* DATA FOR THIS TASK *
Start of Block

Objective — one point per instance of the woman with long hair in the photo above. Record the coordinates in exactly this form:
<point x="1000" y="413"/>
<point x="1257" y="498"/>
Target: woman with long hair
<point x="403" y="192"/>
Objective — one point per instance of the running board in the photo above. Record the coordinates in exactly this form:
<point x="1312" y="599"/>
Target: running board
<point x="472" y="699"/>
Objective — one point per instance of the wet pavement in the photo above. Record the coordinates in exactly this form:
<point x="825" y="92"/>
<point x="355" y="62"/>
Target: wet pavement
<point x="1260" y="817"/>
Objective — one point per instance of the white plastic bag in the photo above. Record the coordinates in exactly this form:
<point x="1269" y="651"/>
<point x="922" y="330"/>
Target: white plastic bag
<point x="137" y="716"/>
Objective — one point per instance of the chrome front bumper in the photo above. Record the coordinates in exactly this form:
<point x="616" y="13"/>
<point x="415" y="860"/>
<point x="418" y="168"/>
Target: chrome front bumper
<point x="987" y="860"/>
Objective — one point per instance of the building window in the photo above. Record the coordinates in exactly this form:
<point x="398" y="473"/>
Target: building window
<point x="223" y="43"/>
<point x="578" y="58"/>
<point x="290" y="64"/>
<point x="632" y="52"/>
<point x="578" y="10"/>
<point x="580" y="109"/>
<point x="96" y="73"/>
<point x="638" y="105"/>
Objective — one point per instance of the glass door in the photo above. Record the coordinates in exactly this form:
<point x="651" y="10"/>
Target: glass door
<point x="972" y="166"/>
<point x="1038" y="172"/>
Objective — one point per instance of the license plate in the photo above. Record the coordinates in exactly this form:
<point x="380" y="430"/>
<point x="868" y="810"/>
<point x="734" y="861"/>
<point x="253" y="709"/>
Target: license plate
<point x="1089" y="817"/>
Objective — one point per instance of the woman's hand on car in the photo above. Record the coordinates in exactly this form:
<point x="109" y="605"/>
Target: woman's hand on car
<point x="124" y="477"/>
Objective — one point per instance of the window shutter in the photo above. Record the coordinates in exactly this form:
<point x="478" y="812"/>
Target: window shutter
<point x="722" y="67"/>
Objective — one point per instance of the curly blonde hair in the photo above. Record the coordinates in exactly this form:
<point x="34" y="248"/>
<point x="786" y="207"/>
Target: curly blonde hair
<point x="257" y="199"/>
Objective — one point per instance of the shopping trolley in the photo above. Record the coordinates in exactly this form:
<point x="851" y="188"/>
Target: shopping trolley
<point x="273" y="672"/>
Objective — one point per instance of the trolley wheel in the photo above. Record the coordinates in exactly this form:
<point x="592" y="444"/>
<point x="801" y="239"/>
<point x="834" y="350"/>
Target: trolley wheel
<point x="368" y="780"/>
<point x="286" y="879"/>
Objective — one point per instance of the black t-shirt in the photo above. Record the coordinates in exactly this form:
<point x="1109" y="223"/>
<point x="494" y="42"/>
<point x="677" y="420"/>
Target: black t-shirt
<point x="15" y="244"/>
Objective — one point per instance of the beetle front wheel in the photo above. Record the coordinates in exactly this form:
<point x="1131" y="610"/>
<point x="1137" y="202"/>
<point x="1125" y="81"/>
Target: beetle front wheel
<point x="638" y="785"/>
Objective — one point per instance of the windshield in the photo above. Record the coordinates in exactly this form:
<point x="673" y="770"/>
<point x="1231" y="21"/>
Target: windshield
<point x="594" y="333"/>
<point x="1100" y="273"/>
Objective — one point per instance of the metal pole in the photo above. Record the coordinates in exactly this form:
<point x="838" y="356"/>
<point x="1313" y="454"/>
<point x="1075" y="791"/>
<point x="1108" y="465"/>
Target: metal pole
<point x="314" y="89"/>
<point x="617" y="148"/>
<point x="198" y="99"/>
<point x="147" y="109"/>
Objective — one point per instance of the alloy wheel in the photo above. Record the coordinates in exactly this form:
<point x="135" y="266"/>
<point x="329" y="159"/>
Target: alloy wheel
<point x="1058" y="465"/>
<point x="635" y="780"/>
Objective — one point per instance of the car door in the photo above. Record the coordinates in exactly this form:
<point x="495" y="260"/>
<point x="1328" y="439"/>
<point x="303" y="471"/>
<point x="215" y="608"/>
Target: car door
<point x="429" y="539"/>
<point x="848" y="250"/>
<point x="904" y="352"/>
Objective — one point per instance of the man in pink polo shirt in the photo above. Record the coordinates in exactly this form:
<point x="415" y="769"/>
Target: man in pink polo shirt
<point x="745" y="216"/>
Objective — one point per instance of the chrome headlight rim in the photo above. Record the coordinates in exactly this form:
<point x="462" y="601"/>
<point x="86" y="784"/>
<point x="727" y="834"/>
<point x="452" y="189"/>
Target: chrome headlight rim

End of Block

* EXERCISE *
From the entries above, copy every line containing the word "headlight".

* EXERCISE ANSWER *
Objective — one point per instance of the chrome headlight rim in the photo above. Record the coordinates in exactly this form:
Target: chrome headlight rim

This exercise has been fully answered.